Extrait présenté:

● ● ● ●

Quand on travaille un système, une structure plutôt qu’une occurrence unique, et en particulier dans le texte, on se retrouve avec un matériau beaucoup plus variable, au caractère discret*, malléable, et on peut en explorer les différents aspects avec un grand nombre de médiums. On peut aussi osciller entre matérialité, virtuel et dématérialisation de manière fluide. Donc pour résumer je dirais : mon travail, c’est éditer. Je le fais autant dans l’espace d’un livre, sur internet ou dans une galerie ☺ …Ce point de vue est aussi un moyen d’envisager l’espace : comment articuler une production en y ajoutant cet élément éditorial ? 

La notion de collectif semble également importante dans votre démarche. Ne serait-ce qu’historiquement, avec Incident, ce collectif dont vous faisiez partie fondé en 1994, ou encore en vue de vos projets plus récents, lesquels se construisent aussi en collaboration avec d’autres : artistes, philosophes, musiciens, etc. Le collectif est-il une notion importante pour vous ? Comment définiriez-vous votre rapport aux autres ?

● ● ● ●

Données brutes:
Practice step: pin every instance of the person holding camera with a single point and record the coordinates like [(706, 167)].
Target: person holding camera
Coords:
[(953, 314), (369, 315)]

● ● ● ●

Objectif:
Recopiez, dans l'extrait présenté, le passage qui va de « Quand on travaille » jusqu'à « élément éditorial ? » inclus.

Réponse rédigée:
Quand on travaille un système, une structure plutôt qu’une occurrence unique, et en particulier dans le texte, on se retrouve avec un matériau beaucoup plus variable, au caractère discret*, malléable, et on peut en explorer les différents aspects avec un grand nombre de médiums. On peut aussi osciller entre matérialité, virtuel et dématérialisation de manière fluide. Donc pour résumer je dirais : mon travail, c’est éditer. Je le fais autant dans l’espace d’un livre, sur internet ou dans une galerie ☺ …Ce point de vue est aussi un moyen d’envisager l’espace : comment articuler une production en y ajoutant cet élément éditorial ?